- **Brano da leggere**:
====

Cod. ISBN 9788891185778
Teoria della Filosofia Aperta - Volume uno
Che cos'è la "religione"?
La religione è l'unica scienza che agendo sulla struttura emotiva dell'individuo fin dalla primissima infanzia (anche quando è nella pancia della madre) marchia le emozioni dell'infante in modo tanto profondo che nella sua vita non potrà far altro che veicolare, nelle sue idee e nelle sue scelte, il marchi che la sua struttura emotiva ha subito.
Il riferimento religioso, antico, per Durkheim è la bibbia. Il comportamento religioso dell'ebreo, per Durkheim, è il comportamento tipico delle religioni antiche. Il modello da cui attingere per dire che cos'è o cosa non è religione.
Una delle scoperte più importante degli ebrei è la scoperta dell'uso dei meccanismi religiosi nella manipolazione della struttura emotiva delle persone. Attraverso tale manipolazione viene imposta alle persone la dipendenza totale da un agente esterno, il dio padrone, in modo da poterle controllare mediante la "fede".
Gli ebrei scoprono che coinvolgere in pratiche religiose ossessive i bambini fin dalla più tenera età consente agli adulti di produrre fedeli assidui, devoti e sottomessi.
La scoperta viene fatta dopo Babilonia e viene descritta nel Deuteronomio 6, 4-9 e nel Deuteronomio 11, 18-22. L'esigenza di manipolare la struttura emotiva dei ragazzi con promesse di gloria e minacce di morte e terrori, è ripetuta ben due volte nello stesso Deuteronomio dimostrando la centralità che assume nella costruzione della fede nel loro dio padrone.
Questa scoperta fu fatta dagli ebrei mentre erano deportati a Babilonia. Quando i "profeti" dovevano impedire al loro gregge di integrarsi e diventare partecipe alla popolazione di Babilonia.

====

- **Esercizi**:
• 1. Per favore, riproduci la parte del testo sulla religione che si apre con le parole "La religione è" e si chiude con "non è religione.".
• 2. In quali passi del Deuteronomio, secondo il testo sulla religione, viene descritta la scoperta?
• 3. Prosegui il testo sulla religione a partire dall'ultima frase riportata.
Le righe qui riportate provengono da un'altra fonte.

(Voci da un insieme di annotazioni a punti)
====

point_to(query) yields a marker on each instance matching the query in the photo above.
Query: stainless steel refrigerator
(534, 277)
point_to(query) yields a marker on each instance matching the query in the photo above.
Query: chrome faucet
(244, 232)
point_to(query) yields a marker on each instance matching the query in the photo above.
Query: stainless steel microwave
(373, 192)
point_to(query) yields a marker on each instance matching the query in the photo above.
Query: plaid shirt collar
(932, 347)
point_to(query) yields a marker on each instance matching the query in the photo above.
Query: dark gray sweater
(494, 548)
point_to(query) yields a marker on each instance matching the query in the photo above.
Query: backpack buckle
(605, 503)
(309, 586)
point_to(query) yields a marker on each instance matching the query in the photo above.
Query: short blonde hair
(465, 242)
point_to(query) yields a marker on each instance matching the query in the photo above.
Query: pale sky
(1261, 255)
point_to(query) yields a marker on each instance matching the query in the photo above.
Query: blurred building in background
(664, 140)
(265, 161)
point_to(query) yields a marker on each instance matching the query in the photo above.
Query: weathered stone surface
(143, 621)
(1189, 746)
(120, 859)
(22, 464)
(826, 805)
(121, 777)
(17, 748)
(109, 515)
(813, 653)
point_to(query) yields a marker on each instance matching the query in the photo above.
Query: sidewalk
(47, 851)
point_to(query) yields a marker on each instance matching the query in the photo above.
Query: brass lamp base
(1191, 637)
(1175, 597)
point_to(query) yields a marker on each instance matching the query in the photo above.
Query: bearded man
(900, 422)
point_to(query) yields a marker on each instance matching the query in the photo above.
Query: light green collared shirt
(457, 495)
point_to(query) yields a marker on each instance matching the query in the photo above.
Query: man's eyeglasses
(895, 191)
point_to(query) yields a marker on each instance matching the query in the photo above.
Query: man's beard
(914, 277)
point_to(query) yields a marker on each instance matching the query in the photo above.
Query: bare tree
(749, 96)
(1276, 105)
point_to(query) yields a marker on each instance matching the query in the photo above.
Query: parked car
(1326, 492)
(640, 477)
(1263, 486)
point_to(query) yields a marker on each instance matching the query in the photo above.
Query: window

====

- **Soluzioni per esercizio**:
• 1.
La religione è l'unica scienza che agendo sulla struttura emotiva dell'individuo fin dalla primissima infanzia (anche quando è nella pancia della madre) marchia le emozioni dell'infante in modo tanto profondo che nella sua vita non potrà far altro che veicolare, nelle sue idee e nelle sue scelte, il marchi che la sua struttura emotiva ha subito.
Il riferimento religioso, antico, per Durkheim è la bibbia. Il comportamento religioso dell'ebreo, per Durkheim, è il comportamento tipico delle religioni antiche. Il modello da cui attingere per dire che cos'è o cosa non è religione.

• 2. Nel Deuteronomio 6, 4-9 e nel Deuteronomio 11, 18-22.

• 3.
Durkheim, che conosce molto bene la bibbia in quanto figlio di un rabbino e "addestrato" fin dalla pancia della madre alla sottomissione al dio padrone, allontana l'attenzione del lettore dagli effetti della manipolazione mentale attraverso cui la religione ebrea, cristiana e cattolica, in particolare, agisce e sposta l'attenzione del lettore sugli aspetti formali e spettacolari della religione. Così, da un lato impedisce di cogliere gli aspetti criminali della religione ebrea e cristiana e dall'altro appiattisce nella forma e nella rappresentazione estetica ogni altra religione impedendo, di fatto, l'indagine sugli effetti della struttura emotiva degli individui.
La religione coinvolge la struttura emotiva dell'individuo che, attraverso la comunicazione empatica, si lega al mondo in cui l'individuo vive. Se nell'età fetale la relazione, fra il feto e il mondo in cui cresce, avviene mediante la comunicazione empatica in modo totale, nella prima infanzia fino all'età della maturità cerebrale (25-27 anni) il bambino trasferisce l'apprendimento empatico in scelte razionali con cui si adatta alle sollecitazioni del mondo in cui è nato. Il bambino non fa che fissare gli imput emotivi cercando nella quotidianità come esprimere le condizioni emotive fissate in comunicazioni funzionali mediante idee ed azioni che incontrino l'approvazione o superino gli ostacoli che la società impone.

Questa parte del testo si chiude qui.